▶ WHAT TO DO:
Every record below is to be restated verbatim, though its images are not.

======== INPUT FOR THIS TASK

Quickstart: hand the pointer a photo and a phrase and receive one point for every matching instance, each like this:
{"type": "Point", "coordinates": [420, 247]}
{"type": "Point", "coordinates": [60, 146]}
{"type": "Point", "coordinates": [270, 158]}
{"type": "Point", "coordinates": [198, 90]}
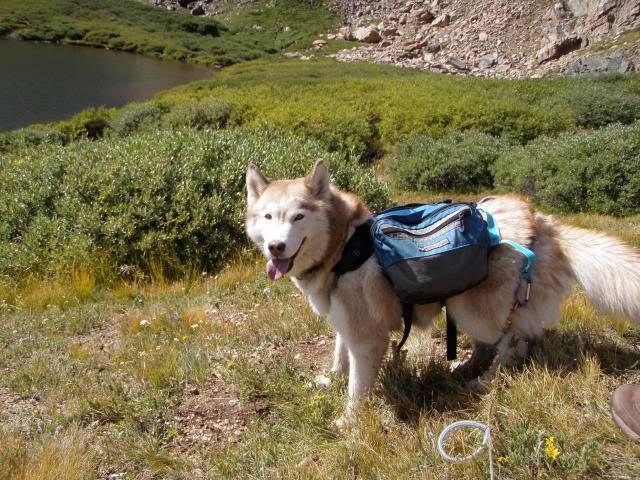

================

▶ TASK SOLUTION:
Quickstart: hand the pointer a photo and a phrase and receive one point for every matching instance, each like this:
{"type": "Point", "coordinates": [420, 247]}
{"type": "Point", "coordinates": [60, 146]}
{"type": "Point", "coordinates": [270, 158]}
{"type": "Point", "coordinates": [198, 90]}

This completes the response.